Goal of the exercise
Return every line of the entries below that contains the string "grass", matching case exactly.

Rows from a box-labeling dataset
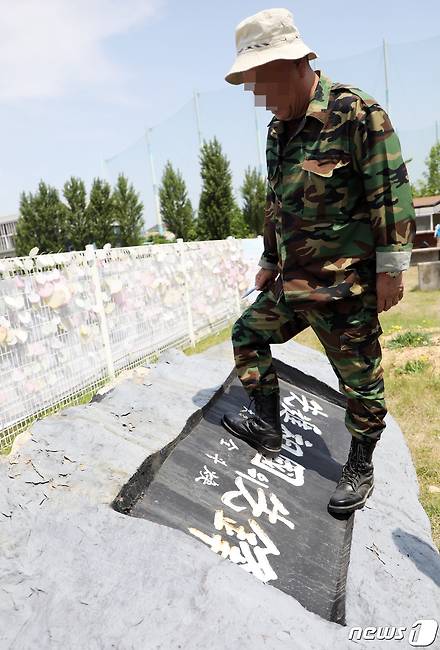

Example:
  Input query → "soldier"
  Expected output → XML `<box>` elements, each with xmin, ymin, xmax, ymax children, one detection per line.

<box><xmin>222</xmin><ymin>9</ymin><xmax>415</xmax><ymax>513</ymax></box>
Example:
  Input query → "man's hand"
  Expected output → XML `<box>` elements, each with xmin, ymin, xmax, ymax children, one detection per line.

<box><xmin>376</xmin><ymin>272</ymin><xmax>403</xmax><ymax>314</ymax></box>
<box><xmin>255</xmin><ymin>269</ymin><xmax>278</xmax><ymax>291</ymax></box>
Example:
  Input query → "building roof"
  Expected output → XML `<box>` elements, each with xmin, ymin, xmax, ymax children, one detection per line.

<box><xmin>413</xmin><ymin>194</ymin><xmax>440</xmax><ymax>208</ymax></box>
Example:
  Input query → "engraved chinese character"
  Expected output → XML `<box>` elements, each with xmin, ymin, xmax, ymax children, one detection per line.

<box><xmin>283</xmin><ymin>390</ymin><xmax>328</xmax><ymax>418</ymax></box>
<box><xmin>222</xmin><ymin>476</ymin><xmax>295</xmax><ymax>530</ymax></box>
<box><xmin>188</xmin><ymin>510</ymin><xmax>280</xmax><ymax>582</ymax></box>
<box><xmin>251</xmin><ymin>453</ymin><xmax>304</xmax><ymax>487</ymax></box>
<box><xmin>205</xmin><ymin>454</ymin><xmax>227</xmax><ymax>467</ymax></box>
<box><xmin>194</xmin><ymin>465</ymin><xmax>218</xmax><ymax>486</ymax></box>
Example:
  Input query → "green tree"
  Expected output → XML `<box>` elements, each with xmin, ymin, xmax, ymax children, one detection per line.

<box><xmin>241</xmin><ymin>167</ymin><xmax>266</xmax><ymax>235</ymax></box>
<box><xmin>63</xmin><ymin>176</ymin><xmax>92</xmax><ymax>251</ymax></box>
<box><xmin>159</xmin><ymin>161</ymin><xmax>193</xmax><ymax>241</ymax></box>
<box><xmin>412</xmin><ymin>142</ymin><xmax>440</xmax><ymax>196</ymax></box>
<box><xmin>87</xmin><ymin>178</ymin><xmax>117</xmax><ymax>248</ymax></box>
<box><xmin>112</xmin><ymin>174</ymin><xmax>144</xmax><ymax>246</ymax></box>
<box><xmin>197</xmin><ymin>138</ymin><xmax>237</xmax><ymax>239</ymax></box>
<box><xmin>15</xmin><ymin>181</ymin><xmax>67</xmax><ymax>256</ymax></box>
<box><xmin>229</xmin><ymin>204</ymin><xmax>251</xmax><ymax>239</ymax></box>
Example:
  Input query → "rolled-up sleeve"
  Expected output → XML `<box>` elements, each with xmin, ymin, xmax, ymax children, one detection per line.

<box><xmin>258</xmin><ymin>186</ymin><xmax>278</xmax><ymax>271</ymax></box>
<box><xmin>354</xmin><ymin>104</ymin><xmax>416</xmax><ymax>273</ymax></box>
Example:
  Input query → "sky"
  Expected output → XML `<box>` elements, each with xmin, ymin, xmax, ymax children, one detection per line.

<box><xmin>0</xmin><ymin>0</ymin><xmax>440</xmax><ymax>226</ymax></box>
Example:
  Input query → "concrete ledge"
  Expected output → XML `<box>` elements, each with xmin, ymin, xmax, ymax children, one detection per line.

<box><xmin>417</xmin><ymin>261</ymin><xmax>440</xmax><ymax>291</ymax></box>
<box><xmin>0</xmin><ymin>342</ymin><xmax>440</xmax><ymax>650</ymax></box>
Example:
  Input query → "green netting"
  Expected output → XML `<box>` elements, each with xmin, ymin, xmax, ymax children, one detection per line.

<box><xmin>105</xmin><ymin>36</ymin><xmax>440</xmax><ymax>227</ymax></box>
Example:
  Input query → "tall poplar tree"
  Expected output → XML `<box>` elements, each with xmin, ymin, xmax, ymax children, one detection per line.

<box><xmin>87</xmin><ymin>178</ymin><xmax>117</xmax><ymax>248</ymax></box>
<box><xmin>197</xmin><ymin>138</ymin><xmax>237</xmax><ymax>239</ymax></box>
<box><xmin>63</xmin><ymin>176</ymin><xmax>92</xmax><ymax>251</ymax></box>
<box><xmin>159</xmin><ymin>161</ymin><xmax>193</xmax><ymax>241</ymax></box>
<box><xmin>241</xmin><ymin>167</ymin><xmax>266</xmax><ymax>235</ymax></box>
<box><xmin>15</xmin><ymin>181</ymin><xmax>67</xmax><ymax>256</ymax></box>
<box><xmin>112</xmin><ymin>174</ymin><xmax>144</xmax><ymax>246</ymax></box>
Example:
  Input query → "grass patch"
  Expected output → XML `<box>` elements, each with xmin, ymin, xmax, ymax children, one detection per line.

<box><xmin>396</xmin><ymin>357</ymin><xmax>431</xmax><ymax>375</ymax></box>
<box><xmin>387</xmin><ymin>330</ymin><xmax>432</xmax><ymax>350</ymax></box>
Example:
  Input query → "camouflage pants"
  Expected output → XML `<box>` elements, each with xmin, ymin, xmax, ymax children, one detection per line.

<box><xmin>232</xmin><ymin>290</ymin><xmax>387</xmax><ymax>440</ymax></box>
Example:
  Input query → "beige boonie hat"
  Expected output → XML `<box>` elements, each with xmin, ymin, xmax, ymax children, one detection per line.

<box><xmin>225</xmin><ymin>9</ymin><xmax>318</xmax><ymax>84</ymax></box>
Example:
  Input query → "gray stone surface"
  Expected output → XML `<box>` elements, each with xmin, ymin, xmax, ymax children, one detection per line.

<box><xmin>0</xmin><ymin>342</ymin><xmax>440</xmax><ymax>650</ymax></box>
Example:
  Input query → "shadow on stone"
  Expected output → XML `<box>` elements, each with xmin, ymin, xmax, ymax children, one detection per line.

<box><xmin>393</xmin><ymin>528</ymin><xmax>440</xmax><ymax>587</ymax></box>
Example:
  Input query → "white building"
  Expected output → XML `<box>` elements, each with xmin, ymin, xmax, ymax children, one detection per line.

<box><xmin>0</xmin><ymin>214</ymin><xmax>18</xmax><ymax>257</ymax></box>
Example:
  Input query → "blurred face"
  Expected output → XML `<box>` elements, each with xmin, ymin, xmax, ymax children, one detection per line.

<box><xmin>243</xmin><ymin>58</ymin><xmax>315</xmax><ymax>120</ymax></box>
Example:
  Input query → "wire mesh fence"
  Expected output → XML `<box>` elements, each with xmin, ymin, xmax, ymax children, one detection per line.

<box><xmin>104</xmin><ymin>36</ymin><xmax>440</xmax><ymax>233</ymax></box>
<box><xmin>0</xmin><ymin>238</ymin><xmax>256</xmax><ymax>450</ymax></box>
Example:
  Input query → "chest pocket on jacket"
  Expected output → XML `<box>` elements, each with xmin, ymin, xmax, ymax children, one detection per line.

<box><xmin>301</xmin><ymin>157</ymin><xmax>353</xmax><ymax>222</ymax></box>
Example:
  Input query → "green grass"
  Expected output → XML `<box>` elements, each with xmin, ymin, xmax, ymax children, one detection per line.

<box><xmin>387</xmin><ymin>330</ymin><xmax>432</xmax><ymax>350</ymax></box>
<box><xmin>396</xmin><ymin>357</ymin><xmax>431</xmax><ymax>375</ymax></box>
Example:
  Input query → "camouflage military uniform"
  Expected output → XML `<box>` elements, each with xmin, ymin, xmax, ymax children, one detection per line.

<box><xmin>232</xmin><ymin>73</ymin><xmax>415</xmax><ymax>439</ymax></box>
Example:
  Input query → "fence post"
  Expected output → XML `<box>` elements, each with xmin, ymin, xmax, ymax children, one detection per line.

<box><xmin>176</xmin><ymin>237</ymin><xmax>196</xmax><ymax>348</ymax></box>
<box><xmin>226</xmin><ymin>235</ymin><xmax>242</xmax><ymax>314</ymax></box>
<box><xmin>85</xmin><ymin>244</ymin><xmax>115</xmax><ymax>380</ymax></box>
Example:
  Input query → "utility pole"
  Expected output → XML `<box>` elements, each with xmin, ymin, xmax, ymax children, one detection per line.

<box><xmin>254</xmin><ymin>104</ymin><xmax>263</xmax><ymax>176</ymax></box>
<box><xmin>194</xmin><ymin>90</ymin><xmax>202</xmax><ymax>148</ymax></box>
<box><xmin>383</xmin><ymin>39</ymin><xmax>390</xmax><ymax>113</ymax></box>
<box><xmin>145</xmin><ymin>129</ymin><xmax>163</xmax><ymax>235</ymax></box>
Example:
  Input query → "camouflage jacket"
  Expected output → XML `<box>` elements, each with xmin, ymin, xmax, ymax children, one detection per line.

<box><xmin>259</xmin><ymin>73</ymin><xmax>415</xmax><ymax>307</ymax></box>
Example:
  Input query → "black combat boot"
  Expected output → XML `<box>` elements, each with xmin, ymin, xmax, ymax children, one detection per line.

<box><xmin>328</xmin><ymin>436</ymin><xmax>377</xmax><ymax>514</ymax></box>
<box><xmin>222</xmin><ymin>389</ymin><xmax>283</xmax><ymax>458</ymax></box>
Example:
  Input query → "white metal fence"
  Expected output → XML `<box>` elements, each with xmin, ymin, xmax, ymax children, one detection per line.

<box><xmin>0</xmin><ymin>238</ymin><xmax>253</xmax><ymax>450</ymax></box>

Expected output
  Input query → "grass patch"
  Input query → "green grass"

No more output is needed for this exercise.